--- Start of DATA TO PROCESS ---
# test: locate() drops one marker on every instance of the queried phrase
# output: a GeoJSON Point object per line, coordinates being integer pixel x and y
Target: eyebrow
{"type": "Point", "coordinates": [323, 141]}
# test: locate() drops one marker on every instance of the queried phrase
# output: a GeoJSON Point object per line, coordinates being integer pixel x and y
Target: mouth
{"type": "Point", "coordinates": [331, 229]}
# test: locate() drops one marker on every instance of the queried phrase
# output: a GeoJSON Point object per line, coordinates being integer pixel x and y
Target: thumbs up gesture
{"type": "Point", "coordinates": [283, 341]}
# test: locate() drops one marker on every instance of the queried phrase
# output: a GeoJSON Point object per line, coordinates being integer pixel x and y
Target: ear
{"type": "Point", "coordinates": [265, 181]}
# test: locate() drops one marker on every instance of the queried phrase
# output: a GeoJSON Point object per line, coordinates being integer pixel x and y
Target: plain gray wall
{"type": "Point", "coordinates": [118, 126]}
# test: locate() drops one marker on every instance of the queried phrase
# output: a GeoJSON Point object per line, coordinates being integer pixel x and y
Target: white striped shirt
--- End of DATA TO PROCESS ---
--- Start of DATA TO PROCESS ---
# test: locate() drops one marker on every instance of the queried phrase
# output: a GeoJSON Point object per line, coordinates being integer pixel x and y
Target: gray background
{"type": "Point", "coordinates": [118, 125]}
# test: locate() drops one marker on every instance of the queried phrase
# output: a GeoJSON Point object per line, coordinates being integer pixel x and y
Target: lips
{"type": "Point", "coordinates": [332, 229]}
--- End of DATA TO PROCESS ---
--- Start of DATA TO PROCESS ---
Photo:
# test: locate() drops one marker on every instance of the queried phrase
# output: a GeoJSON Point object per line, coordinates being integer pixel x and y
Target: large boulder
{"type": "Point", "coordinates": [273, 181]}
--- End of DATA TO PROCESS ---
Which lines in the records above contain the word "gray"? Copy each one out, treating case as significant.

Target: plain gray wall
Target: gray background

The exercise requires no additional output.